- Stylistic origins: Yoruba music
- Cultural origins: 1930s Lagos
- Typical instruments: Goje violin and Sakara drum.

= Sakara music =

Type of Nigerian popular music

Sakara music is a form of popular Nigerian music based in the traditions of Yoruba music.
It generally takes the form of praise songs that are accompanied by traditional Yoruba instruments such as the solemn-sounding goje (spike fiddle), and the small round sakara drum, which is similar to a tambourine and is beaten with a stick.
Sakara music overlays nasalized, melismatic vocals (which are inspired by the singing of East Africa, as well as by Arabic traditions) on a rhythmic accompaniment provided by the traditional percussion and string instruments.
The music is often brooding and philosophical in mood.

One of the first performers of this type of music in Lagos was Abibu Oluwa, who started playing in the 1930s. On his death in 1964 his place in the band was taken by Salami Alabi (Lefty) Balogun (October 1913 - 29 December 1981), a talking drummer, who released over 35 records.
Other members of the band included Baba Mukaila, and Joseph (Yussuf) Olatunju.
Yusuf Olatunji (alias Baba l’Egba), who died in 1978, did much to popularize the musical genre and released many records on the Phillips Nigeria label. A street in Abeokuta is named after him.

Sakara music had considerable influence on other genres, including jùjú and Nigerian hip hop.
Fuji music is a mixture of Muslim traditional Were music with elements drawn from Sakara and Apala music. When talking about style and the type of music that Sakara is similar to, people find it similar to Western country music. The Sakara genre actually derived its name from the predominant instrument, the Sakara, which is a membranophone instrument with only one covered side. Sakara is also mentioned to be pretty similar to soul music. It is also becoming popular on some radio stations, such as Premier FM, Amuludun FM, and Radio OYO. These are among those in south-west Nigeria that provide their listeners with Sakara music. This type of music listeners have confessed to sleeping off while listening to the music, because Sakara is played mostly on the radio late at night.

== History and development ==
Sakara music started to develop in the 1930s, which was a time period of rapid cultural exchange in colonial Lagos. As a result of this, Yoruba musicians started to adapt indigenous style performances to their urban audiences. Sakara also started to emerge as a bridge between traditional Yoruba oral poetry and early Nigerian popular music.

━━━

• [Stated goal A] Retype the rows starting at the line that contains "For every instance of the skyscraper" and ending at the last row, with both ends included.

[Stored data entries]
━━━

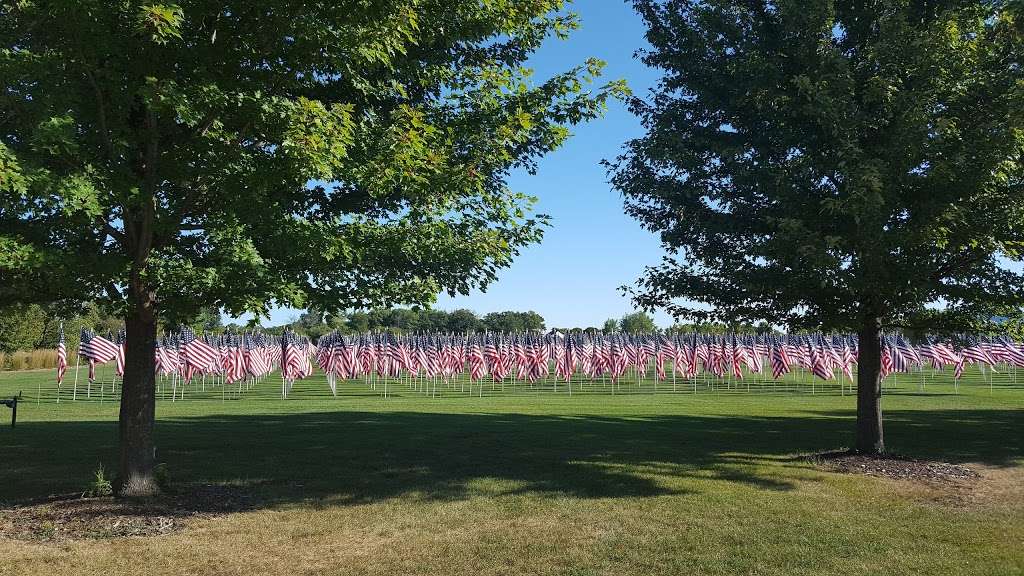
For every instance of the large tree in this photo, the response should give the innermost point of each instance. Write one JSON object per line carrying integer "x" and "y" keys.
{"x": 832, "y": 165}
{"x": 162, "y": 158}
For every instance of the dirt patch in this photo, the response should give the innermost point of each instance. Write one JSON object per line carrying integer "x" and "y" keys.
{"x": 895, "y": 466}
{"x": 71, "y": 518}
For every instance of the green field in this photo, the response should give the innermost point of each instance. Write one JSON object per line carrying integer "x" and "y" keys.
{"x": 532, "y": 481}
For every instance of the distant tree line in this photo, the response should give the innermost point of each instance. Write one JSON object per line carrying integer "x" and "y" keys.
{"x": 25, "y": 327}
{"x": 408, "y": 321}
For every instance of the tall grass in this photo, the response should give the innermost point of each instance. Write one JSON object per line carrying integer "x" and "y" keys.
{"x": 32, "y": 360}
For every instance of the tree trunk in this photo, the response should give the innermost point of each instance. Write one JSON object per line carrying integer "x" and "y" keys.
{"x": 869, "y": 388}
{"x": 138, "y": 397}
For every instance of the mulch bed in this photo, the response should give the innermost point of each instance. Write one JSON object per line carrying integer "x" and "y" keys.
{"x": 70, "y": 518}
{"x": 895, "y": 466}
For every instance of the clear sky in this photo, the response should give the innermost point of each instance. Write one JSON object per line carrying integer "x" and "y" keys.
{"x": 592, "y": 248}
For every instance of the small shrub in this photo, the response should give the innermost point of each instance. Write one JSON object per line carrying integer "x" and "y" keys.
{"x": 99, "y": 485}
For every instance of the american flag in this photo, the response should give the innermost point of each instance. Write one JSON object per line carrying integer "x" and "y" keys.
{"x": 61, "y": 356}
{"x": 198, "y": 355}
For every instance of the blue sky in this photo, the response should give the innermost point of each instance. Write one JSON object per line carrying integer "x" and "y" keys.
{"x": 592, "y": 248}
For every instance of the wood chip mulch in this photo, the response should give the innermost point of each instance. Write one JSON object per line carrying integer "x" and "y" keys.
{"x": 71, "y": 518}
{"x": 895, "y": 466}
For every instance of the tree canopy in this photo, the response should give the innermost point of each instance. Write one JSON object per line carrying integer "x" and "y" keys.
{"x": 163, "y": 158}
{"x": 832, "y": 165}
{"x": 301, "y": 154}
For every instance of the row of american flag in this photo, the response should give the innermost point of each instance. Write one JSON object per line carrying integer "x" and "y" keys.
{"x": 531, "y": 357}
{"x": 233, "y": 357}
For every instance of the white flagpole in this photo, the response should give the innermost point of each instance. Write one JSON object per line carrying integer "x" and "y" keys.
{"x": 78, "y": 360}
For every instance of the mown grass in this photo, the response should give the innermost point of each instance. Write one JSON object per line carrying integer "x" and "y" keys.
{"x": 528, "y": 480}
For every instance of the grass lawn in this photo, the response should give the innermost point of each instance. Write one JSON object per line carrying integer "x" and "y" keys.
{"x": 536, "y": 482}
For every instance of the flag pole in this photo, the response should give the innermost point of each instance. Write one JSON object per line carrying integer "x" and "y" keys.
{"x": 78, "y": 360}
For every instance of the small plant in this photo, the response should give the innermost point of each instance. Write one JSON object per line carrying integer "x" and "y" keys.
{"x": 99, "y": 485}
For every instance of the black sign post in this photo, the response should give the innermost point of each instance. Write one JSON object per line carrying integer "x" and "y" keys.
{"x": 12, "y": 404}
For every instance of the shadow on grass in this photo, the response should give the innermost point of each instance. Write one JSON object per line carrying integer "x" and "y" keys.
{"x": 335, "y": 458}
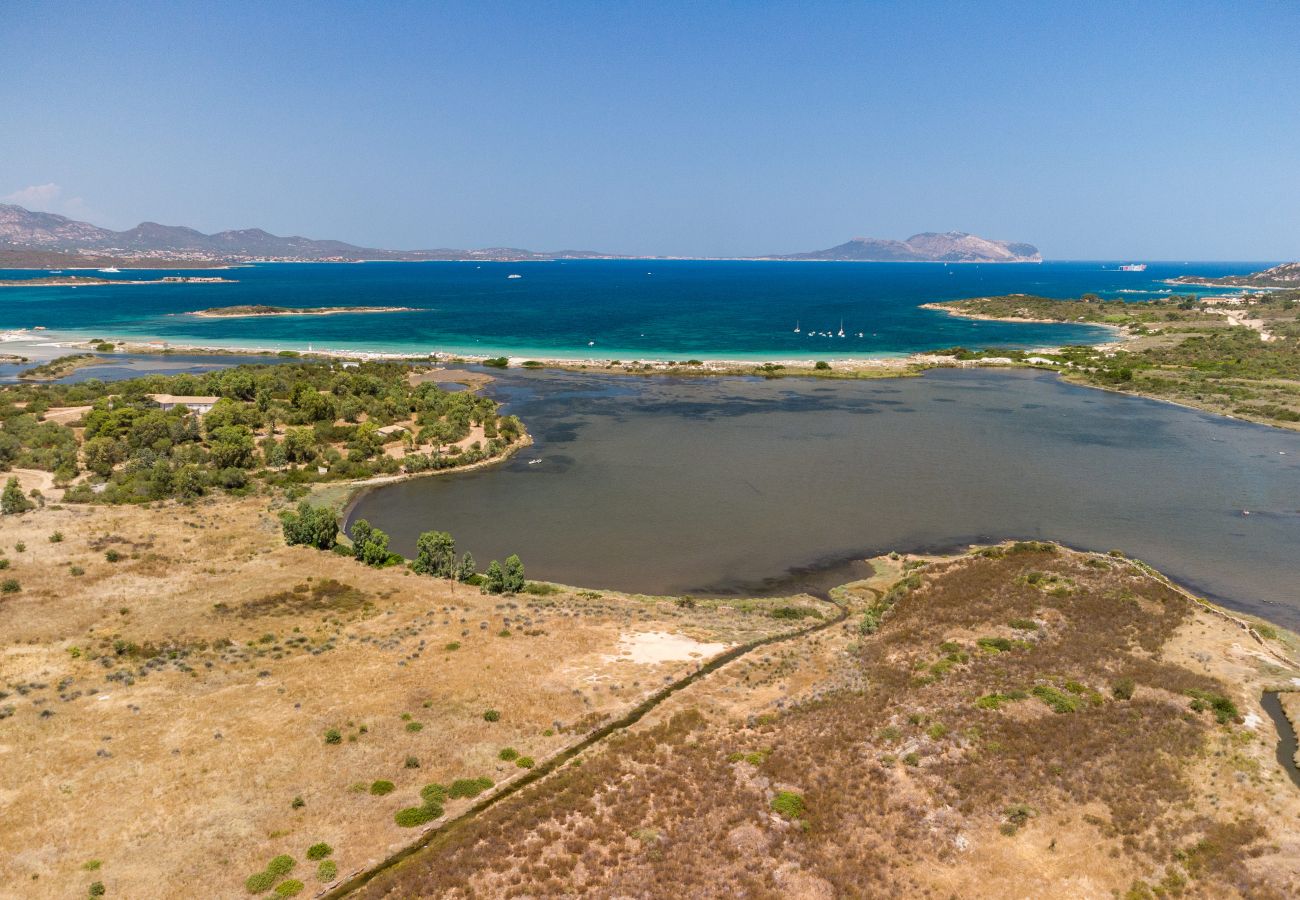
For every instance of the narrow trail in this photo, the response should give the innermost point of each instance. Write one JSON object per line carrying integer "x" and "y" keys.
{"x": 425, "y": 840}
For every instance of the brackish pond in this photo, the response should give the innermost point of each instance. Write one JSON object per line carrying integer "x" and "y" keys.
{"x": 733, "y": 485}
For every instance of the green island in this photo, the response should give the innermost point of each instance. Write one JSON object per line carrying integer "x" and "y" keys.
{"x": 260, "y": 310}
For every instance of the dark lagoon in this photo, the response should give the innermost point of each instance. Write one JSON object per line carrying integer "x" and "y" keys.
{"x": 737, "y": 485}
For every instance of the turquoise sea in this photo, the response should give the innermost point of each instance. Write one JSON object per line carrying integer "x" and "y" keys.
{"x": 594, "y": 308}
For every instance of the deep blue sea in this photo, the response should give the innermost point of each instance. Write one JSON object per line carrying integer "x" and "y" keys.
{"x": 594, "y": 308}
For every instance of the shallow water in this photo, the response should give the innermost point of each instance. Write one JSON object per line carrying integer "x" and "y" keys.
{"x": 625, "y": 308}
{"x": 726, "y": 485}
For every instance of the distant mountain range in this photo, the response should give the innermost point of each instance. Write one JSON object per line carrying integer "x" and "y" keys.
{"x": 50, "y": 241}
{"x": 927, "y": 247}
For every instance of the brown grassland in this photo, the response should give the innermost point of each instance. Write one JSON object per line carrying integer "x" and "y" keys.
{"x": 1034, "y": 722}
{"x": 167, "y": 718}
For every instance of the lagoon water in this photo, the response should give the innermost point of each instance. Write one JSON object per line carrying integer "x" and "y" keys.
{"x": 736, "y": 485}
{"x": 605, "y": 308}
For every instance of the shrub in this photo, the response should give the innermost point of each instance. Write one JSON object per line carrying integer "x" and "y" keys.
{"x": 1225, "y": 710}
{"x": 260, "y": 882}
{"x": 788, "y": 804}
{"x": 1057, "y": 700}
{"x": 414, "y": 817}
{"x": 281, "y": 865}
{"x": 13, "y": 501}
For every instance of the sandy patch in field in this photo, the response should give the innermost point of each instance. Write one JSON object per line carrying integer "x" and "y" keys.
{"x": 654, "y": 647}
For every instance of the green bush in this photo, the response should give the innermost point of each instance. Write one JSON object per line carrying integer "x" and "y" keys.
{"x": 414, "y": 817}
{"x": 1057, "y": 700}
{"x": 1225, "y": 710}
{"x": 788, "y": 804}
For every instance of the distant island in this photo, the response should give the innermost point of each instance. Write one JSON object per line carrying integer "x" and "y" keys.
{"x": 42, "y": 239}
{"x": 1279, "y": 276}
{"x": 926, "y": 247}
{"x": 245, "y": 311}
{"x": 87, "y": 280}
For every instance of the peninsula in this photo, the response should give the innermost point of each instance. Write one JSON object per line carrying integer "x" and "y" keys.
{"x": 86, "y": 281}
{"x": 255, "y": 310}
{"x": 181, "y": 562}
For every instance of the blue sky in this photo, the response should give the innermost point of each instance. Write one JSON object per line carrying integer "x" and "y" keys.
{"x": 1153, "y": 130}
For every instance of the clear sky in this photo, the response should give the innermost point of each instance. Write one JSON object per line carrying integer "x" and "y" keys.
{"x": 1096, "y": 130}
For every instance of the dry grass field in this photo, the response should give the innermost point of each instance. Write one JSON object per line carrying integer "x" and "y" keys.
{"x": 183, "y": 697}
{"x": 1030, "y": 723}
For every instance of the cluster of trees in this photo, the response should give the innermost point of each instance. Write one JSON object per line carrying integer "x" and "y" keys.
{"x": 436, "y": 550}
{"x": 285, "y": 424}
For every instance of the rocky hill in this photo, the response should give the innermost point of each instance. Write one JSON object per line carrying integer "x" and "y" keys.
{"x": 1279, "y": 276}
{"x": 927, "y": 247}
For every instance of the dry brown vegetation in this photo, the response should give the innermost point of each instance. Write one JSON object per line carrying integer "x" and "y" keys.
{"x": 182, "y": 697}
{"x": 1031, "y": 722}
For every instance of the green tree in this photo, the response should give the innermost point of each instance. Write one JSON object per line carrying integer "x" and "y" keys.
{"x": 311, "y": 526}
{"x": 436, "y": 554}
{"x": 369, "y": 544}
{"x": 494, "y": 580}
{"x": 467, "y": 567}
{"x": 13, "y": 500}
{"x": 512, "y": 579}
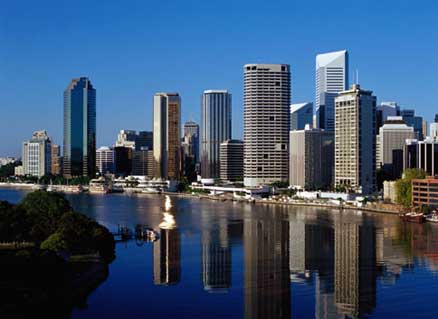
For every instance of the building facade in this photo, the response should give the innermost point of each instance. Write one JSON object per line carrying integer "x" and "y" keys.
{"x": 215, "y": 129}
{"x": 143, "y": 163}
{"x": 300, "y": 115}
{"x": 311, "y": 158}
{"x": 56, "y": 159}
{"x": 355, "y": 140}
{"x": 37, "y": 155}
{"x": 425, "y": 192}
{"x": 266, "y": 123}
{"x": 331, "y": 78}
{"x": 231, "y": 160}
{"x": 167, "y": 135}
{"x": 390, "y": 143}
{"x": 79, "y": 151}
{"x": 422, "y": 155}
{"x": 105, "y": 160}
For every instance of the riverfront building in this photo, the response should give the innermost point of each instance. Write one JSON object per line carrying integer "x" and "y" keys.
{"x": 331, "y": 78}
{"x": 311, "y": 158}
{"x": 266, "y": 123}
{"x": 37, "y": 155}
{"x": 105, "y": 160}
{"x": 79, "y": 151}
{"x": 425, "y": 192}
{"x": 167, "y": 135}
{"x": 300, "y": 115}
{"x": 422, "y": 155}
{"x": 390, "y": 144}
{"x": 355, "y": 140}
{"x": 215, "y": 129}
{"x": 231, "y": 160}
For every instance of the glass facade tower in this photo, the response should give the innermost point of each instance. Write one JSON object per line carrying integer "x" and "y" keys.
{"x": 79, "y": 129}
{"x": 216, "y": 128}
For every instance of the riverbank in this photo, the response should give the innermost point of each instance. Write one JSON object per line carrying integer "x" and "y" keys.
{"x": 374, "y": 208}
{"x": 382, "y": 208}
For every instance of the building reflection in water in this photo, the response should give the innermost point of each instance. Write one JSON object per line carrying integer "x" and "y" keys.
{"x": 266, "y": 268}
{"x": 216, "y": 257}
{"x": 167, "y": 250}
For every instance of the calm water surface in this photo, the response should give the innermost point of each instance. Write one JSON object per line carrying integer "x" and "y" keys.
{"x": 234, "y": 260}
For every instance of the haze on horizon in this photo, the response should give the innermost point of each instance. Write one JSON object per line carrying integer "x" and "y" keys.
{"x": 130, "y": 50}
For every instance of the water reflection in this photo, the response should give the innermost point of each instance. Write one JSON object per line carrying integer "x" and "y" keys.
{"x": 167, "y": 250}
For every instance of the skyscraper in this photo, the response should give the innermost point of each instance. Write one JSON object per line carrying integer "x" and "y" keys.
{"x": 392, "y": 137}
{"x": 355, "y": 140}
{"x": 79, "y": 151}
{"x": 167, "y": 135}
{"x": 331, "y": 78}
{"x": 37, "y": 155}
{"x": 105, "y": 160}
{"x": 231, "y": 157}
{"x": 266, "y": 123}
{"x": 311, "y": 158}
{"x": 215, "y": 128}
{"x": 300, "y": 115}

━━━

• [Stated goal B] Echo the passage of the Sakara music text starting at "- Stylistic origins: Yoruba" and ending at "of Yoruba music.".

• [Written solution A]
For every instance of the skyscraper in this photo, the response should give the innermost point of each instance. Write one JSON object per line carrying integer "x" and "y" keys.
{"x": 392, "y": 137}
{"x": 355, "y": 140}
{"x": 79, "y": 151}
{"x": 167, "y": 135}
{"x": 331, "y": 78}
{"x": 37, "y": 155}
{"x": 105, "y": 160}
{"x": 231, "y": 157}
{"x": 266, "y": 123}
{"x": 311, "y": 158}
{"x": 215, "y": 128}
{"x": 300, "y": 115}

• [Written solution B]
- Stylistic origins: Yoruba music
- Cultural origins: 1930s Lagos
- Typical instruments: Goje violin and Sakara drum.

= Sakara music =

Type of Nigerian popular music

Sakara music is a form of popular Nigerian music based in the traditions of Yoruba music.